Records from a collection
▼▼▼
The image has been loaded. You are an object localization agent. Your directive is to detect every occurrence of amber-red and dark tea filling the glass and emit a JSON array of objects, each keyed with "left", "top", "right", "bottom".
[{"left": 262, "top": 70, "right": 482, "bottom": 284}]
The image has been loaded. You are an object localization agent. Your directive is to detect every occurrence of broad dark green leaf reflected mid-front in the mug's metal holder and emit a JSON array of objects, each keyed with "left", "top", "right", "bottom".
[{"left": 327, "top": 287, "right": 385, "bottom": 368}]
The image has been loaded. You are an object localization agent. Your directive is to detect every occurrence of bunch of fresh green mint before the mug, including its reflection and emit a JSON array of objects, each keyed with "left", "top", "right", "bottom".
▲▲▲
THE PROBLEM: Exactly as written above, please repeat the entries.

WRITTEN REPLY:
The image has been loaded. You are an object localization agent. Your directive is to detect every occurrence of amber-red and dark tea filling the glass and emit a JSON array of objects, each keyed with "left", "top", "right", "bottom".
[{"left": 262, "top": 70, "right": 482, "bottom": 284}]
The image has been loaded. You are an object localization agent. Your directive is to detect every occurrence of broad dark green leaf reflected mid-front in the mug's metal holder and emit a JSON array of objects, each keyed with "left", "top", "right", "bottom".
[{"left": 327, "top": 287, "right": 385, "bottom": 368}]
The image has been loaded. You are an object localization agent. Your directive is to detect every occurrence of bunch of fresh green mint before the mug, including its reflection and emit a JSON array of objects, each keyed with "left", "top", "right", "bottom".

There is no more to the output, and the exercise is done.